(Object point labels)
- - - -

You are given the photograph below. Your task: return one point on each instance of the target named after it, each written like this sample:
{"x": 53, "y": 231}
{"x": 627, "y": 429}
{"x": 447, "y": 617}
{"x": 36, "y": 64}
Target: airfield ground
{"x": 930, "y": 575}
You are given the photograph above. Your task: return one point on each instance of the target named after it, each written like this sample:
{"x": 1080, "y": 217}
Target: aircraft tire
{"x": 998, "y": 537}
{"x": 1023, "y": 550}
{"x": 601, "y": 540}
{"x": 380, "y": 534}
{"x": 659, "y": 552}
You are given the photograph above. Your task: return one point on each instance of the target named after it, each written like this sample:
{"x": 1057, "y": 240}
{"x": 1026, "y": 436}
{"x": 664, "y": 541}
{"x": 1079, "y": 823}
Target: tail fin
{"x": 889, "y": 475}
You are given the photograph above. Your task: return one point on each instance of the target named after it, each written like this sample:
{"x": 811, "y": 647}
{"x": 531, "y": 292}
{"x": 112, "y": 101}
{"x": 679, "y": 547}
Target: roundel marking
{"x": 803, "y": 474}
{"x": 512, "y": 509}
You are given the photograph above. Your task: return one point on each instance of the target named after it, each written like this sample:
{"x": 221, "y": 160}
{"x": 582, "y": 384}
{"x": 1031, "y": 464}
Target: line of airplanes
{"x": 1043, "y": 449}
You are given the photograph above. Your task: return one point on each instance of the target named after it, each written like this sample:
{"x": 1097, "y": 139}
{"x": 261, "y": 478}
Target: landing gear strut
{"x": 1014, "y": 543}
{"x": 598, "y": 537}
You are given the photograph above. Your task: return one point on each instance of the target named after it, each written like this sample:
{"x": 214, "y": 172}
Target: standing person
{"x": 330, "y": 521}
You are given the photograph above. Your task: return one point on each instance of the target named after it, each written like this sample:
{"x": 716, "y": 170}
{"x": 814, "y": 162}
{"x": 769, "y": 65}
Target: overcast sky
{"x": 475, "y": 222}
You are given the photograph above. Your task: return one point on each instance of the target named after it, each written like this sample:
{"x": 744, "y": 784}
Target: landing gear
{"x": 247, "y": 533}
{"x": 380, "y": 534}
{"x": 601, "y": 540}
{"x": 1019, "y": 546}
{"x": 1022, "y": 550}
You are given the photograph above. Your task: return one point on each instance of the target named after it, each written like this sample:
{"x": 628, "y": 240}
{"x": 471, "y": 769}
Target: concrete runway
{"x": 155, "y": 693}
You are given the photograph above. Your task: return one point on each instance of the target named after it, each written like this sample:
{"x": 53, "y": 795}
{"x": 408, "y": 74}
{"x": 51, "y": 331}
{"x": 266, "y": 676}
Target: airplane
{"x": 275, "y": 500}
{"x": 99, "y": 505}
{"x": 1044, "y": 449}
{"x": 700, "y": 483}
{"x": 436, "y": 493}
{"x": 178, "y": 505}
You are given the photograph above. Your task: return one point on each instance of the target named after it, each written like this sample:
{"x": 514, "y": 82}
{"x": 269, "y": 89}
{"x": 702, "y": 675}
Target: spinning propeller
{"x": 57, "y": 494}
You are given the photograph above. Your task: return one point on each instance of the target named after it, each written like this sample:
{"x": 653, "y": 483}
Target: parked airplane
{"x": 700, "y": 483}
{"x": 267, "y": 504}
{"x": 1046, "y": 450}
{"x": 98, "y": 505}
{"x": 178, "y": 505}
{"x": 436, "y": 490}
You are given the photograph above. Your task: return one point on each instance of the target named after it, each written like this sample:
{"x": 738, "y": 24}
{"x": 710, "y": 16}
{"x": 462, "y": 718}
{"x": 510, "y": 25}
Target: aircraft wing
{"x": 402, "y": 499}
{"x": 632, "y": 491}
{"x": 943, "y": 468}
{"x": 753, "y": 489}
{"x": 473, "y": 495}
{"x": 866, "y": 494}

- - - -

• TASK DESCRIPTION: Please gather every line of the listing above that contains the string "landing", copying each one in full. Match case exactly.

• EXPECTED OUTPUT:
Target: landing gear strut
Target: landing gear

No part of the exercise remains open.